"""

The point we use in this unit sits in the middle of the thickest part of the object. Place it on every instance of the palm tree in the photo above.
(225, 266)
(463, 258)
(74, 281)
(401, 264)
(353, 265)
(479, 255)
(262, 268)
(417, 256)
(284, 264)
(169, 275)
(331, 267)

"""

**EXERCISE**
Write the data out once more. Keep every word the same.

**REPLY TO THE TASK**
The point we use in this unit sits in the middle of the thickest part of the object. Place it on every instance of the palm tree in the photo above.
(225, 266)
(463, 258)
(74, 281)
(401, 264)
(353, 265)
(479, 255)
(262, 268)
(417, 256)
(284, 264)
(169, 275)
(331, 267)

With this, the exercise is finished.